■ INSTRUCTIONS FOR THE TASK
Put every line of the records below into a numbered list, and leave out any blank lines.

[Data items]
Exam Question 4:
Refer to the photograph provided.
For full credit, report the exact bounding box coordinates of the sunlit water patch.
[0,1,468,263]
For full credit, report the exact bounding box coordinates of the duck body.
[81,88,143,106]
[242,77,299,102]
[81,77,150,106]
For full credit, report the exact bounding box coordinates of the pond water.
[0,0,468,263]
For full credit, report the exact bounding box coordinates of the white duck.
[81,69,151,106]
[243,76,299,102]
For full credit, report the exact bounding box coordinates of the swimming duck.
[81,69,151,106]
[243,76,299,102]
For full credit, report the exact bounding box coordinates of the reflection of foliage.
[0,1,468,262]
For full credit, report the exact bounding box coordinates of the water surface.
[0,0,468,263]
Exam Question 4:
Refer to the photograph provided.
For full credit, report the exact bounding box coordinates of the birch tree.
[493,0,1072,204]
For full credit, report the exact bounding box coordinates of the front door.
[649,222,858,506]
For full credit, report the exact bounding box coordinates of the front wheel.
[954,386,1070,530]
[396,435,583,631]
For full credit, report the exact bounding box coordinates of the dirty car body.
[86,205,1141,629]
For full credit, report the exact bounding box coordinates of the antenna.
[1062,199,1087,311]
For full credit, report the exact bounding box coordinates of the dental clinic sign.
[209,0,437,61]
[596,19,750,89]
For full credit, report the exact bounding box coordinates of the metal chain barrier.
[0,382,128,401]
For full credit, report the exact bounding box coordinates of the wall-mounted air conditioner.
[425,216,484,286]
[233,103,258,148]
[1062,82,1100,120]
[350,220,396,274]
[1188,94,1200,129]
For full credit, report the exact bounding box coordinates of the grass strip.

■ SOLUTION TO THE EXERCISE
1. Exam Question 4:
2. Refer to the photograph provided.
3. For full credit, report the exact bounding box coordinates of the sunlit water patch.
4. [0,1,468,263]
5. For full credit, report the exact bounding box coordinates of the duck body.
6. [81,88,143,106]
7. [242,77,299,102]
8. [81,77,150,106]
9. For full credit, report the exact bounding box coordinates of the pond water.
10. [0,0,468,263]
11. For full credit, report the exact bounding box coordinates of the white duck.
12. [81,69,151,106]
13. [243,76,299,102]
14. For full credit, report the exact bounding box coordinates of the swimming duck.
15. [81,69,151,106]
16. [243,76,299,102]
17. For full credit, report the exact bounding box coordinates of the reflection of foliage.
18. [0,1,468,262]
19. For full credit, report the exact bounding box coordinates of the water surface.
20. [0,0,468,263]
21. Exam Question 4:
22. Refer to the photograph provided.
23. For full credit, report the exact bounding box coordinates of the birch tree.
24. [493,0,1072,204]
25. For full credit, report the exact bounding box coordinates of the front door.
26. [649,222,858,506]
27. For full credit, report the exact bounding box coordinates of the front wheel.
28. [954,386,1070,530]
29. [396,435,583,631]
30. For full credit, report the exact bounding box coordinates of the dirty car body.
31. [86,205,1141,629]
32. For full credit, report the exact bounding box coordinates of the antenna.
33. [1062,199,1087,311]
34. For full credit, report the exact bounding box coordinates of the dental clinic sign.
35. [209,0,437,61]
36. [596,19,750,89]
37. For full credit, report the exact bounding box coordinates of the metal chain barrier.
38. [0,382,128,401]
39. For full credit, report the exact bounding box coordinates of the wall-mounted air conditioner.
40. [425,216,484,286]
41. [233,103,258,148]
42. [1062,82,1100,120]
43. [350,220,396,274]
44. [1188,94,1200,129]
45. For full credit, report the exact bounding box coordinates of the grass strip.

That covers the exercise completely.